[DOCUMENT PASSAGE]:
___
FIGURE 3. The ability to automate and remotely operate a well testing unit with all the diagnostic data available enables significant improvements in operational efficiency. (Source: Emerson)

In addition to using these diagnostic tools to detect separator problems, it is important to take advantage of diagnostics that ensure the health of the flowmeter itself. Diagnostic tools are available to verify the health of the flow sensor and transmitter in situ without the need to remove the flowmeter from the line. This is a powerful tool that can help eliminate the meter as the source of the measurement error while troubleshooting the process.

Implement reliable pressure control. Pressure control at the separator is required to ensure the optimal amount of light ends are either released to the gas leg or stabilized in liquid form.
If the separator operating pressure is too high, too many light components will stay in the liquid phase at the separator and will later release as gas in the tank, resulting in production loss due to venting or flaring. A high operating pressure also can increase backpressure on the well and decrease production. If the pressure is too low, fewer intermediate hydrocarbon components will remain in the liquid, resulting in a decrease in the quality and volume of the produced crude oil.
___
[RECORD EXTRACTS]:
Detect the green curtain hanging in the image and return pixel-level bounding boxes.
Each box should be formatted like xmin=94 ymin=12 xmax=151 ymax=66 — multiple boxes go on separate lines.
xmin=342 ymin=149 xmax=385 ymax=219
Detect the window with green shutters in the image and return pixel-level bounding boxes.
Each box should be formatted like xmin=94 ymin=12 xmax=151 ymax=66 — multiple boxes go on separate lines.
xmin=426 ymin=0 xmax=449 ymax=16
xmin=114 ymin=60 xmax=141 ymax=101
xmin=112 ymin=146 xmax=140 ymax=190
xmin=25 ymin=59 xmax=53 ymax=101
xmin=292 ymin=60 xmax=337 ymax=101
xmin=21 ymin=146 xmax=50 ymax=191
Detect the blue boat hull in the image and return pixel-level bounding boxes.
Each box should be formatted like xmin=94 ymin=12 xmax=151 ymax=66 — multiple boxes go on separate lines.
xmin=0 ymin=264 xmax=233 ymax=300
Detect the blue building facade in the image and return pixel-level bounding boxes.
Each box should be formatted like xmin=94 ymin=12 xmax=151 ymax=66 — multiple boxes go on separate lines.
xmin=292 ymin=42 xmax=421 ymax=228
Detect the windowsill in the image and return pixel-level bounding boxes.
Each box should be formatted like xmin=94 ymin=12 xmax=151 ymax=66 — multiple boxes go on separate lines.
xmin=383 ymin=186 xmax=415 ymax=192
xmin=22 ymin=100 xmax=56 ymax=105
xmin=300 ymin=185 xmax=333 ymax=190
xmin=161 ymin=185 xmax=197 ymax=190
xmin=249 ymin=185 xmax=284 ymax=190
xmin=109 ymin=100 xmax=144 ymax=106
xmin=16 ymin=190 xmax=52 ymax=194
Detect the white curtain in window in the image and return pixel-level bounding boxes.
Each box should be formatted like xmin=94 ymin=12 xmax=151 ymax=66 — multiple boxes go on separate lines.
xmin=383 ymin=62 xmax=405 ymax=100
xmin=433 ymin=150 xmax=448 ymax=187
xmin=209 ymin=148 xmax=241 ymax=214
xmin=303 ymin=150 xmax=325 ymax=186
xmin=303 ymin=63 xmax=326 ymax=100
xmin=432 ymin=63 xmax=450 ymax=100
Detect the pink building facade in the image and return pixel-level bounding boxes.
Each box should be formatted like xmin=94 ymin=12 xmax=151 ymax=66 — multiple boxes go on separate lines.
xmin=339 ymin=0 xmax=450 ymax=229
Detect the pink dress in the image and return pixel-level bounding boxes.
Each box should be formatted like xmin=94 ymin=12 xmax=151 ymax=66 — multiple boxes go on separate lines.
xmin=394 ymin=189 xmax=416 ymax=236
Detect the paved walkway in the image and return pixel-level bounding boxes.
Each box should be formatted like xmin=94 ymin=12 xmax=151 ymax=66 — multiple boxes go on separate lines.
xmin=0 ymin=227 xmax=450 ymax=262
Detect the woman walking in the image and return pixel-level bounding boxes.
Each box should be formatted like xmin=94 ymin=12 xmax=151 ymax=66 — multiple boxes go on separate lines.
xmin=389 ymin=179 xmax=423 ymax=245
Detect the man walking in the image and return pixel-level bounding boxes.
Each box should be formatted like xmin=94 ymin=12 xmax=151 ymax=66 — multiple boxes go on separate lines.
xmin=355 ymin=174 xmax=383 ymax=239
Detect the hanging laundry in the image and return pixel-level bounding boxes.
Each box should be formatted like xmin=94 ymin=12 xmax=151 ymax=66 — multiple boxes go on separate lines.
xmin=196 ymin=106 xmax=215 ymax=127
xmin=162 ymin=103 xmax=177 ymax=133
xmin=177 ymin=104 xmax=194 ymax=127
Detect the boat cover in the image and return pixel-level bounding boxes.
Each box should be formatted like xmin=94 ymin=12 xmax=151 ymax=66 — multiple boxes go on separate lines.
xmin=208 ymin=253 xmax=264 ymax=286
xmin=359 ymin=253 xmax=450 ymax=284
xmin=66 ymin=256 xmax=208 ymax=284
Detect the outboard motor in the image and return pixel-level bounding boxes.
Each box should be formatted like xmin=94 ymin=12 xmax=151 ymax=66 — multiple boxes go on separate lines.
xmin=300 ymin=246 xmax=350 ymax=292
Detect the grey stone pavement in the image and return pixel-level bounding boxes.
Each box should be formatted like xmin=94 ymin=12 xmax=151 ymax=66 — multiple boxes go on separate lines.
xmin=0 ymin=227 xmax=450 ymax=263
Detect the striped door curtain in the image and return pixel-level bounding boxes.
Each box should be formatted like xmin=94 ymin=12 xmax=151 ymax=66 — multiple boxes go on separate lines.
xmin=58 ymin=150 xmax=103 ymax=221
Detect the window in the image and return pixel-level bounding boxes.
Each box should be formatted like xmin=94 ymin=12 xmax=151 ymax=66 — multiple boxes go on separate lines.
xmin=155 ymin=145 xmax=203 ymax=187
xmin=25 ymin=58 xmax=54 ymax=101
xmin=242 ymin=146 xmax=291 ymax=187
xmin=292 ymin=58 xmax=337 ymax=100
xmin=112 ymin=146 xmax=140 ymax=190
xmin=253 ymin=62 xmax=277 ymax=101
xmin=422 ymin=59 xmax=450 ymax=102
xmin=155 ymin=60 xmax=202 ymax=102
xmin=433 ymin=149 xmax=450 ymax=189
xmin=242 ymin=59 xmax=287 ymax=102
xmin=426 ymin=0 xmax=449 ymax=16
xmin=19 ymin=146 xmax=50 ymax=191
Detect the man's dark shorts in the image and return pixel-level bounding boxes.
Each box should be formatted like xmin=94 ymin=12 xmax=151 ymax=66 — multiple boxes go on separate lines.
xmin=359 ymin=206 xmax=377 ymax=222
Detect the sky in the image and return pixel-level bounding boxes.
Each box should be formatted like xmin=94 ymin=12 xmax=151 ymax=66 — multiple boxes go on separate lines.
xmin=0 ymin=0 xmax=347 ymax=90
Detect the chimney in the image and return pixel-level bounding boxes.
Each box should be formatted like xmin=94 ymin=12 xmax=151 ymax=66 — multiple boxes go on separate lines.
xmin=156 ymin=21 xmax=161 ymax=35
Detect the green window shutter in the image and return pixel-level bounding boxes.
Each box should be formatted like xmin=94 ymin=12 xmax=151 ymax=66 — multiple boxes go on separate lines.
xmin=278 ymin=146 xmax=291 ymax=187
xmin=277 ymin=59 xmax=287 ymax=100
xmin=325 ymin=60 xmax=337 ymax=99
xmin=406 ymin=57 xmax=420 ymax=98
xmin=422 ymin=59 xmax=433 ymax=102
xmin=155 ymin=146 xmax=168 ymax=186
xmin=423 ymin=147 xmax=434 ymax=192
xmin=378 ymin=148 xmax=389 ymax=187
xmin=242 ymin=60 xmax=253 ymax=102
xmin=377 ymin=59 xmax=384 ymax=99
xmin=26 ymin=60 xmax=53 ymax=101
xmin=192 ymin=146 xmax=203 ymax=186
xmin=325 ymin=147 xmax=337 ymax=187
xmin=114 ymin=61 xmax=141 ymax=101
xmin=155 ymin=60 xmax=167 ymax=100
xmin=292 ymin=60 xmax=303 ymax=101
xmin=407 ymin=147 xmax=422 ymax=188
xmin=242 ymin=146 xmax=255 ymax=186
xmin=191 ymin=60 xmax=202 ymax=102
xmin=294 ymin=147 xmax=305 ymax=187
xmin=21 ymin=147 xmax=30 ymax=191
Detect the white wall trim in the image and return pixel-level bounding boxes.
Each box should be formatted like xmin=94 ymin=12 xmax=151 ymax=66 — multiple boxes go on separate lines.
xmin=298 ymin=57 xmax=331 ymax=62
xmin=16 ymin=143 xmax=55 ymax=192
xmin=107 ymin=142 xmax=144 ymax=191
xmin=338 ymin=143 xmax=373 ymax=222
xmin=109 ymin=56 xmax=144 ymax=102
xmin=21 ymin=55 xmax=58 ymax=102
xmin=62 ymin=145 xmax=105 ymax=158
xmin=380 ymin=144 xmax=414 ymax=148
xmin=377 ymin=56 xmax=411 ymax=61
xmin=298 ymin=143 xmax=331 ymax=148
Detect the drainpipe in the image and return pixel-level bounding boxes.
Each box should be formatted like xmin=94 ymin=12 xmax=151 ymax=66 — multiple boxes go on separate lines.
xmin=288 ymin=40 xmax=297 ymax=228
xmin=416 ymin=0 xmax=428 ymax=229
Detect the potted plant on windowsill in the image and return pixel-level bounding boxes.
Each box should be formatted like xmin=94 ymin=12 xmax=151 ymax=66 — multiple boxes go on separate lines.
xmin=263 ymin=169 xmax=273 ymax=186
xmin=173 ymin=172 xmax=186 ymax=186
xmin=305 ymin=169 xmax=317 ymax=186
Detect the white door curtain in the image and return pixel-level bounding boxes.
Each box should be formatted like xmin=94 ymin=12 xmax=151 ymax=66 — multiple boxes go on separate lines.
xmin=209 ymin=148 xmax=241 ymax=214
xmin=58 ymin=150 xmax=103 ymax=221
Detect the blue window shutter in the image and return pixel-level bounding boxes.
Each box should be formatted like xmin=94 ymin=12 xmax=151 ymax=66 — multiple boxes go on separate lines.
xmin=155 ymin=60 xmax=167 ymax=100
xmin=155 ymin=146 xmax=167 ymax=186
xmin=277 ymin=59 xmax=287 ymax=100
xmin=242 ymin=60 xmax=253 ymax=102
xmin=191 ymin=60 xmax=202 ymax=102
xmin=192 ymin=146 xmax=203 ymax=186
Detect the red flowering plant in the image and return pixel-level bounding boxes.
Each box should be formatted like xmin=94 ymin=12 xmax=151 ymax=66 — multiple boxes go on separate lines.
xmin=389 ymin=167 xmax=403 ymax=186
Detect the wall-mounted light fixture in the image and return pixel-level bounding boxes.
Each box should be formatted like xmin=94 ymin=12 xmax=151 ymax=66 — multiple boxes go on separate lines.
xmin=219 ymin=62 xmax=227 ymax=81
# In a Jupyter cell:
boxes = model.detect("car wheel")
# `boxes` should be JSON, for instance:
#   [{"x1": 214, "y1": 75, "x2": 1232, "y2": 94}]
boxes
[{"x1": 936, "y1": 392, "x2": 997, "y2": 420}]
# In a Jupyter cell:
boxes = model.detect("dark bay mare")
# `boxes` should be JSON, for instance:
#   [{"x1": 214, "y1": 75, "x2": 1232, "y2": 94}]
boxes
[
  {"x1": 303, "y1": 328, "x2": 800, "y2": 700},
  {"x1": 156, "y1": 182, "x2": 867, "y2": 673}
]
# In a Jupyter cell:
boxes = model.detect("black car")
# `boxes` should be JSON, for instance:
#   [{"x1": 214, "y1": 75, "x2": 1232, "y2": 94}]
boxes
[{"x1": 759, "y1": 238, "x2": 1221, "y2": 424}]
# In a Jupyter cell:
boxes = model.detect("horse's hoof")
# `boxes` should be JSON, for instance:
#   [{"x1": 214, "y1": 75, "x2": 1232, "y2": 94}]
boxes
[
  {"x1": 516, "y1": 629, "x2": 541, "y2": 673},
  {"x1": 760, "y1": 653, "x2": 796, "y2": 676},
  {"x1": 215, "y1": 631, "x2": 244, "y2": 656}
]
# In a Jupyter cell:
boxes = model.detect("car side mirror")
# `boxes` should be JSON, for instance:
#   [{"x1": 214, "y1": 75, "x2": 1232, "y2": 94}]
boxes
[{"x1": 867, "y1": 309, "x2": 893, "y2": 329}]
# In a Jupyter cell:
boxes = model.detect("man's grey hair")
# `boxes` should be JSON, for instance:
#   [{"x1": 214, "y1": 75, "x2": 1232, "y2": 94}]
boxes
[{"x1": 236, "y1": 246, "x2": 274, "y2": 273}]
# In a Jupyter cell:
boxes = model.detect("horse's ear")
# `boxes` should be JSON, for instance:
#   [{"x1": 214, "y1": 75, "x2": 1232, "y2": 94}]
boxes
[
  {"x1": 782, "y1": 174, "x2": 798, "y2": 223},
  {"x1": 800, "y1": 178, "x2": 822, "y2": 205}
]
___
[APPLY WHAT YOU READ]:
**a)** Check each statement below against the passage on well testing separators and flowmeter diagnostics and mark it yes or no, quoting the words of the passage that decide it.
(i) The health of the flow sensor and transmitter can be verified without taking the flowmeter out of the line.
(ii) When separator operating pressure is too low, too many light components stay in the liquid phase.
(iii) A high separator operating pressure can increase backpressure on the well.
**b)** Carry on the passage on well testing separators and flowmeter diagnostics, beginning after its last sentence.

[EXERCISE ANSWERS]:
**a)**
(i) Yes: "Diagnostic tools are available to verify the health of the flow sensor and transmitter in situ without the need to remove the flowmeter from the line."
(ii) No: "If the separator operating pressure is too high, too many light components will stay in the liquid phase at the separator"
(iii) Yes: "A high operating pressure also can increase backpressure on the well and decrease production."

**b)**
Not all pressure regulator devices are equal, and consideration should be given to regulators that more tightly maintain their set point under highly variable flow rates to minimize well backpressure and ensure higher crude stabilization.

In addition to pressure control, pressure relief valves or rupture disks are required per ASME pressure vessel code to protect against dangerous vessel over-pressurization. Using a relief valve with a position monitor or acoustic sensor provides an alert if the valve opens that can help in estimating vented gas volumes, ensuring safety and reducing emissions-related costs.

Connect reliability with remote automation solutions and innovative software. Having diagnostic information capability in the devices is a start, but the real power for improvement comes from the ability to automate and operate remotely.

Bringing all the device information into a RTU/SCADA system allows operators to gain better insight to separator and heater treater operations (Figure 3). Configurable systems that do not require complex programming and are designed to easily interface with field devices provide reduced startup time and ensure easy access to diagnostics. Simple cause-and-effect programming logic can be used to detect upsets and send alarms to allow scarce resources to go where they are needed the most.

Using well test management software to automate well testing allows for reduced well test cycle times and reduced risk of well test error due to manual operations. Accessing all of this information to remotely control and supervise assets enables significant improvements in operational efficiency.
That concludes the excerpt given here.